Search the entries below. Return every line that has "boat" in it.
DATA SHOWN section start
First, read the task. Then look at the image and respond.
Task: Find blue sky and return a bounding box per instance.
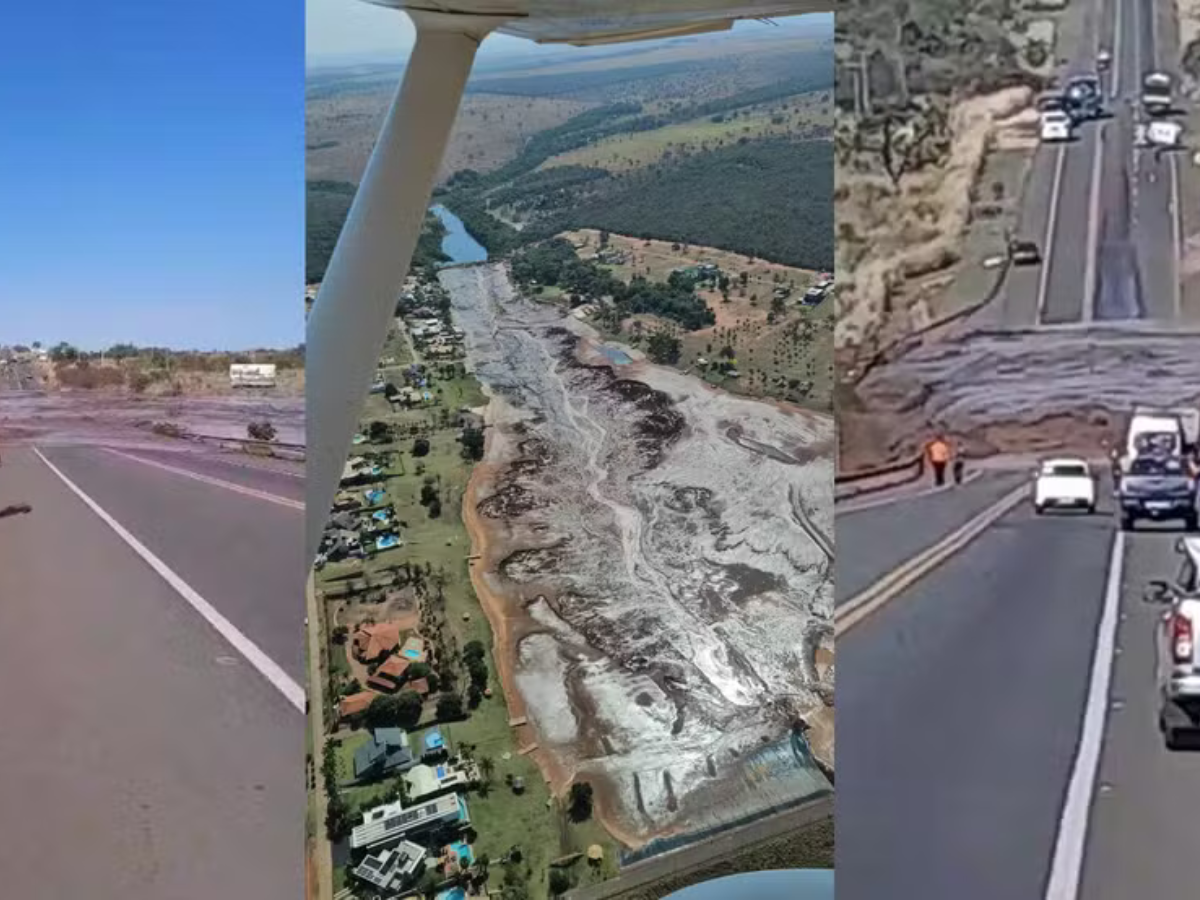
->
[0,0,304,351]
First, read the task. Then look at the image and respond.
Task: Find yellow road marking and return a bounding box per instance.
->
[835,484,1028,636]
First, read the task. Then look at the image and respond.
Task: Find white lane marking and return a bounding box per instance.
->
[1082,126,1105,323]
[33,447,305,712]
[1170,151,1182,319]
[103,447,303,511]
[1043,529,1125,900]
[837,469,984,514]
[1037,145,1069,326]
[1111,0,1123,99]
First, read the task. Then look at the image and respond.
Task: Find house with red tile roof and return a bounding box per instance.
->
[366,655,410,693]
[352,622,402,664]
[339,691,377,722]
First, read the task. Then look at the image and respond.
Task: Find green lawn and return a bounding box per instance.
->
[315,321,619,900]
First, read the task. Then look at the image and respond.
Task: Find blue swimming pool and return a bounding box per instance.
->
[403,648,420,659]
[449,841,474,866]
[599,344,632,365]
[436,888,467,900]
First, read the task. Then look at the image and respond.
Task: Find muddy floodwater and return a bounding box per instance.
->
[0,389,304,447]
[443,263,834,847]
[860,328,1200,429]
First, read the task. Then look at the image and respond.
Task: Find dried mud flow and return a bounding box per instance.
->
[442,263,834,847]
[849,328,1200,464]
[0,389,305,447]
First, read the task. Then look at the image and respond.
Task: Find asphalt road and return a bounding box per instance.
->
[837,468,1200,899]
[1076,524,1200,898]
[836,471,1027,602]
[993,0,1180,327]
[0,443,305,899]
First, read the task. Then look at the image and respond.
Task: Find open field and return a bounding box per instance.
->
[562,229,834,408]
[539,92,829,173]
[307,93,592,186]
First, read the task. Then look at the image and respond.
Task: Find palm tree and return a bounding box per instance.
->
[479,756,495,783]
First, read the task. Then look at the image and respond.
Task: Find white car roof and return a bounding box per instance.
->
[1041,457,1089,468]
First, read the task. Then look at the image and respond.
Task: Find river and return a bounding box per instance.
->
[430,203,487,265]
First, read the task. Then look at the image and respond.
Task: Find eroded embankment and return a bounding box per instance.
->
[445,262,834,847]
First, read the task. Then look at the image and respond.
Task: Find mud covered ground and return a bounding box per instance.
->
[442,263,834,846]
[0,389,305,447]
[841,327,1200,470]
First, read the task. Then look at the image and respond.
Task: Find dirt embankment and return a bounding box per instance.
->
[835,87,1036,364]
[461,420,651,851]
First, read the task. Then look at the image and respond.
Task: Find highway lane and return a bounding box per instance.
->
[1039,0,1107,326]
[1077,525,1200,898]
[0,444,304,899]
[39,443,307,679]
[1125,0,1181,322]
[993,0,1182,327]
[836,470,1026,602]
[993,0,1100,328]
[837,497,1117,900]
[105,444,306,503]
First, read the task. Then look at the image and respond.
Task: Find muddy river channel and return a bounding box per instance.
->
[443,263,834,847]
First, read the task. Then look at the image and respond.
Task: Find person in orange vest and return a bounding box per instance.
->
[927,435,952,486]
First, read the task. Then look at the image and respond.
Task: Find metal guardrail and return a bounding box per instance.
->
[154,430,307,457]
[835,454,926,502]
[183,431,306,451]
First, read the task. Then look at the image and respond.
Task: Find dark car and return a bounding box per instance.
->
[1119,455,1198,531]
[1009,239,1042,265]
[1065,75,1103,119]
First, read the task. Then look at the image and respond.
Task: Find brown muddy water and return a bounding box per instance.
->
[0,389,304,448]
[442,263,834,847]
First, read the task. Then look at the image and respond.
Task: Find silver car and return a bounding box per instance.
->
[1146,536,1200,749]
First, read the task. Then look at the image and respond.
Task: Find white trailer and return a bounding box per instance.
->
[230,363,277,388]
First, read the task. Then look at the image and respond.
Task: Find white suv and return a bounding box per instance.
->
[1040,110,1073,143]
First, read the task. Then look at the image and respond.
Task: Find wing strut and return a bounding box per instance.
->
[306,10,502,562]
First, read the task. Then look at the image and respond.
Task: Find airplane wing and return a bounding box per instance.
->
[362,1,833,44]
[307,0,833,564]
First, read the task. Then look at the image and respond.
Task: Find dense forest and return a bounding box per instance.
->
[306,180,449,283]
[545,139,834,271]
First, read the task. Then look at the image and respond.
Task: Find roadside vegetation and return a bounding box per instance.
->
[21,342,304,395]
[834,0,1052,372]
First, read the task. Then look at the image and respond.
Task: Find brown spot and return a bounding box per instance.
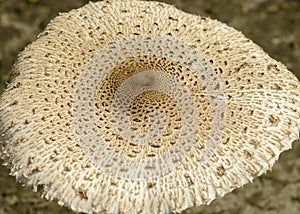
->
[244,150,253,158]
[217,165,225,176]
[10,100,18,105]
[184,174,194,186]
[78,189,88,200]
[269,115,280,126]
[148,182,156,188]
[249,139,260,149]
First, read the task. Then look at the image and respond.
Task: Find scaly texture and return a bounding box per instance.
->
[0,0,300,213]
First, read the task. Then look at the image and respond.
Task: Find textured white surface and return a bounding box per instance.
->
[74,35,226,180]
[0,0,299,213]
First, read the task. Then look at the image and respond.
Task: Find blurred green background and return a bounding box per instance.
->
[0,0,299,213]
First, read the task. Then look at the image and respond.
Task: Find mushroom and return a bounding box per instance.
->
[0,0,299,213]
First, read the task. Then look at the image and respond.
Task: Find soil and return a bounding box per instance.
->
[0,0,300,214]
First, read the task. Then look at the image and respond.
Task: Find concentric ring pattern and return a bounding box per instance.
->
[74,35,226,180]
[0,0,299,214]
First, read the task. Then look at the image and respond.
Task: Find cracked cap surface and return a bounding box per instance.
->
[0,0,300,213]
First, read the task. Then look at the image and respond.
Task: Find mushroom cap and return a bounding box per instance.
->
[0,0,300,213]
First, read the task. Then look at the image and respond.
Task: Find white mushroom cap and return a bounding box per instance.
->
[1,0,300,213]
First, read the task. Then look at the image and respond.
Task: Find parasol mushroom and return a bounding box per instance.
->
[0,0,299,213]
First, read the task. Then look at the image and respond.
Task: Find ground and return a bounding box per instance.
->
[0,0,300,213]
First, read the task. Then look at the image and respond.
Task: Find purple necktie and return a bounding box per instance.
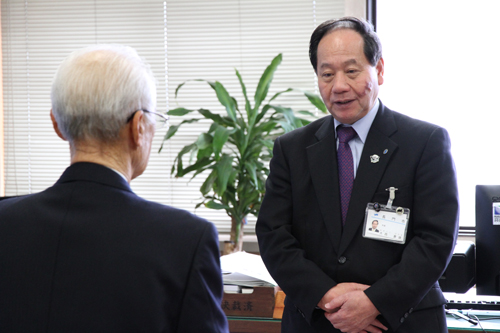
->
[337,126,356,225]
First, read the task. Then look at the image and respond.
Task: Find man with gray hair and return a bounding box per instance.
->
[0,45,229,332]
[257,17,459,332]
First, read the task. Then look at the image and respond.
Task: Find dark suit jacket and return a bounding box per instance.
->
[256,102,459,332]
[0,162,228,333]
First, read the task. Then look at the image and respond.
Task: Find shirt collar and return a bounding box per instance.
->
[107,166,129,182]
[334,99,380,143]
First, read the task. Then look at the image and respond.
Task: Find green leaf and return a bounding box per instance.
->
[257,121,278,134]
[221,186,237,211]
[232,97,241,115]
[268,88,293,103]
[236,117,247,130]
[240,191,259,212]
[231,128,246,150]
[296,118,312,126]
[213,125,231,159]
[163,118,200,141]
[254,53,282,111]
[197,145,213,160]
[198,108,222,122]
[174,81,187,98]
[255,104,271,124]
[202,80,217,91]
[277,120,295,133]
[260,138,274,151]
[244,161,258,188]
[176,156,184,176]
[174,143,197,177]
[215,81,237,122]
[298,110,317,117]
[236,69,253,120]
[205,200,229,210]
[198,109,233,127]
[167,107,195,116]
[182,157,213,175]
[192,166,211,179]
[269,105,303,130]
[215,154,234,197]
[228,169,238,186]
[195,133,213,150]
[200,169,217,195]
[175,79,216,98]
[303,90,328,113]
[207,122,219,134]
[161,124,180,143]
[255,172,267,191]
[177,143,197,158]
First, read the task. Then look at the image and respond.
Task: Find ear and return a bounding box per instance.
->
[376,57,384,86]
[50,110,67,141]
[130,110,146,147]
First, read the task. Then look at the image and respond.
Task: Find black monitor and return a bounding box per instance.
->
[476,185,500,295]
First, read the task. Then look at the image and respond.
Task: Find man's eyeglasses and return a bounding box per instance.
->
[126,109,169,130]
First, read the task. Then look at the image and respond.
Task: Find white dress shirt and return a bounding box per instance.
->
[334,99,379,178]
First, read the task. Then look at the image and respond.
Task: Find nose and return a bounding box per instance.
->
[331,73,350,94]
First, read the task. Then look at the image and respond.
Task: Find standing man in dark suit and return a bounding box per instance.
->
[0,45,228,333]
[256,17,459,333]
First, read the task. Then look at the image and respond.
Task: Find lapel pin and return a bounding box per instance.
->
[383,149,388,154]
[370,154,380,163]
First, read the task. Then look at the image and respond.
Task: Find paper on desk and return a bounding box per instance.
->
[220,251,277,287]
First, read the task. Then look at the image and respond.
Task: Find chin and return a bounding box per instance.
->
[331,114,357,125]
[331,109,366,125]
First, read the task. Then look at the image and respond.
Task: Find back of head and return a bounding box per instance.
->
[51,45,157,143]
[309,16,382,72]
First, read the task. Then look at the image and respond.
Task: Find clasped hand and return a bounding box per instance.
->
[318,283,388,333]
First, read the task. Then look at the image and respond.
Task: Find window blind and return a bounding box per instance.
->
[1,0,344,235]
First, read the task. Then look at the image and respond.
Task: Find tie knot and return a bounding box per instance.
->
[337,126,356,143]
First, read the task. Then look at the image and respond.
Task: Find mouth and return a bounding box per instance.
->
[333,99,354,106]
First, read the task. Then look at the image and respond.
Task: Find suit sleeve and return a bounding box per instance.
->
[364,127,459,330]
[256,137,337,323]
[176,222,229,333]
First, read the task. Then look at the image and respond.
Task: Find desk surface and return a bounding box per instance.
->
[447,313,500,332]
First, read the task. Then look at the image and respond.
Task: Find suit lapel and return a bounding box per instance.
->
[307,116,343,253]
[339,103,399,255]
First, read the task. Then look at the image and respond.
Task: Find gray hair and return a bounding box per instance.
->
[51,44,157,143]
[309,17,382,72]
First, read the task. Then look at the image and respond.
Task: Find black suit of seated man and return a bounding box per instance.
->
[0,45,229,333]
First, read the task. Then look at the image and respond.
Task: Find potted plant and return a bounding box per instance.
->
[161,54,326,254]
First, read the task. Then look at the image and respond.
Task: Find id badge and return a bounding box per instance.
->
[362,187,410,244]
[363,203,410,244]
[493,202,500,225]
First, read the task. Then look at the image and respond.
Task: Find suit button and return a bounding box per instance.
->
[404,313,409,318]
[400,317,405,323]
[409,308,413,313]
[338,256,347,264]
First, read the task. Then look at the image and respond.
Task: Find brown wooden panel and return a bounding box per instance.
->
[223,287,275,318]
[228,318,281,333]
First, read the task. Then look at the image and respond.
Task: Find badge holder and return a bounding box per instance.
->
[363,187,410,244]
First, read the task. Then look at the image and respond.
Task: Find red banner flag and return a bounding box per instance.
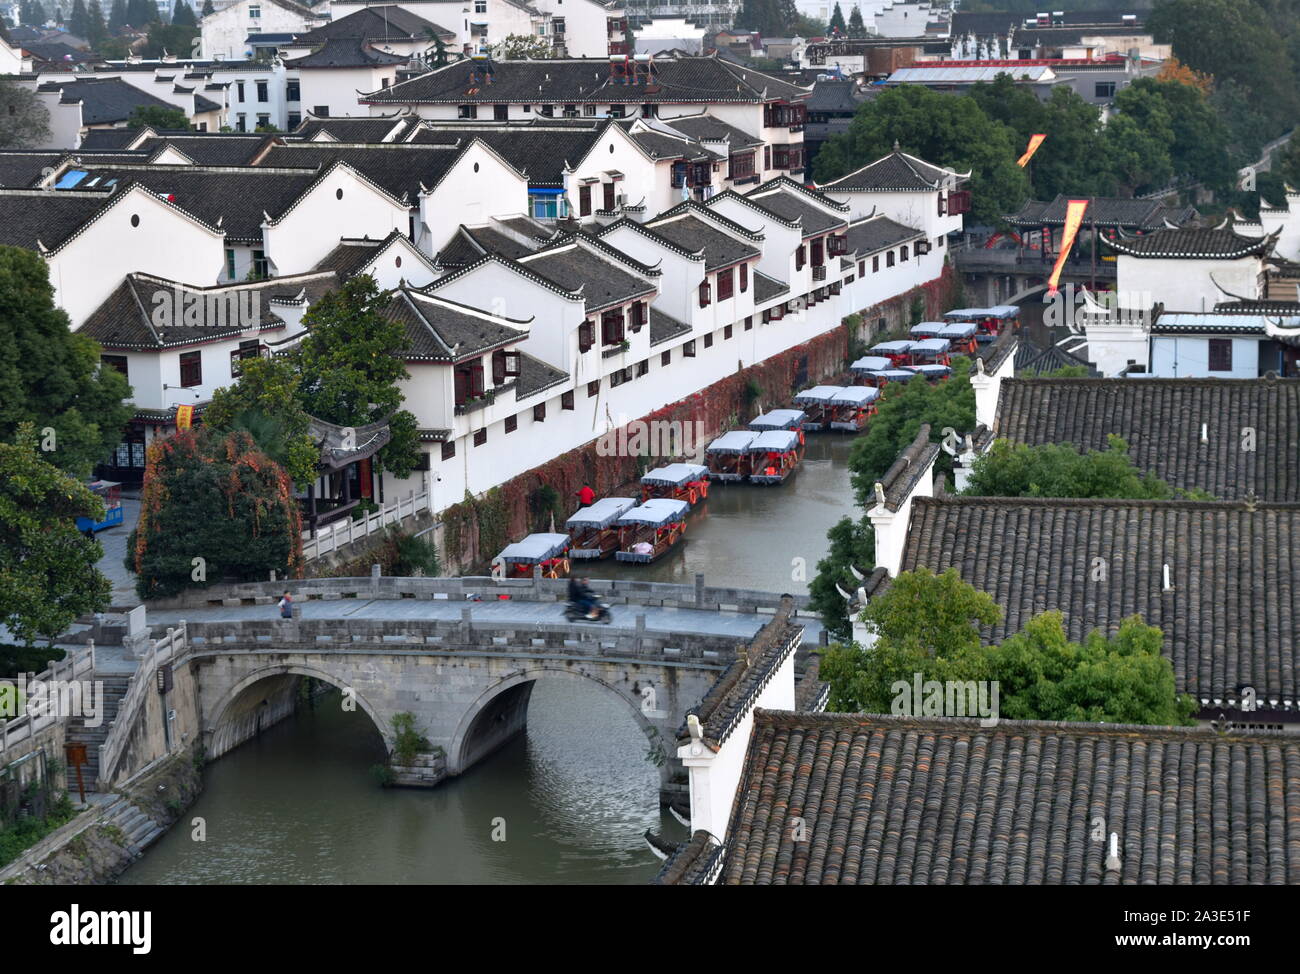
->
[175,404,194,430]
[1047,199,1089,297]
[1017,133,1047,168]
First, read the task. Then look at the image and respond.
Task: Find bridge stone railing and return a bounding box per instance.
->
[145,573,811,617]
[0,644,97,762]
[175,615,743,665]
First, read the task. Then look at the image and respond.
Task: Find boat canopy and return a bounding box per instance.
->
[618,498,690,527]
[829,386,879,407]
[565,497,637,531]
[869,340,914,354]
[793,385,842,405]
[497,532,570,564]
[748,429,800,453]
[944,305,1019,320]
[748,408,807,430]
[910,337,951,354]
[641,462,709,487]
[909,322,947,337]
[705,430,757,454]
[906,364,953,378]
[880,369,919,382]
[938,321,978,339]
[850,355,893,372]
[984,304,1020,319]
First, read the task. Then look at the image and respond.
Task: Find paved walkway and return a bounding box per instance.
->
[96,492,141,607]
[145,596,826,645]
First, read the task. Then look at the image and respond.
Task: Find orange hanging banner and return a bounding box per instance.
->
[1017,133,1047,167]
[175,404,194,430]
[1047,198,1089,297]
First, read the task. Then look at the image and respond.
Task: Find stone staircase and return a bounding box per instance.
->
[98,795,167,858]
[63,675,132,795]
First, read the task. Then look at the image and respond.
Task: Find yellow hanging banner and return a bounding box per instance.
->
[175,404,194,430]
[1047,199,1089,297]
[1017,133,1047,167]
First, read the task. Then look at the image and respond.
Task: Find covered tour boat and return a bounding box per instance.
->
[640,462,710,505]
[495,533,571,578]
[792,386,841,431]
[748,429,803,484]
[909,337,952,365]
[938,321,979,355]
[748,408,807,432]
[944,305,1020,342]
[827,386,879,431]
[75,480,124,535]
[614,498,690,563]
[704,430,757,481]
[909,321,947,339]
[850,355,893,386]
[566,497,638,559]
[868,340,914,366]
[905,364,954,381]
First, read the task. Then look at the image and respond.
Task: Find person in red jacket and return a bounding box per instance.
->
[575,484,596,507]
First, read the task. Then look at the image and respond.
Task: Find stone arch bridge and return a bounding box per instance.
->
[137,575,817,805]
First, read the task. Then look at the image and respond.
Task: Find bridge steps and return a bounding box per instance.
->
[64,675,132,795]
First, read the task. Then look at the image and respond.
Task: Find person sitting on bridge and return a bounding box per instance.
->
[568,574,598,618]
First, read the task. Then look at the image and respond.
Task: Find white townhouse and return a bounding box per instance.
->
DATA SHOWN section end
» EXERCISE OUTPUT
Task: Find boat canopy and return a bounding box per instance.
Task: Find covered tour boat and return a bounding box per instance.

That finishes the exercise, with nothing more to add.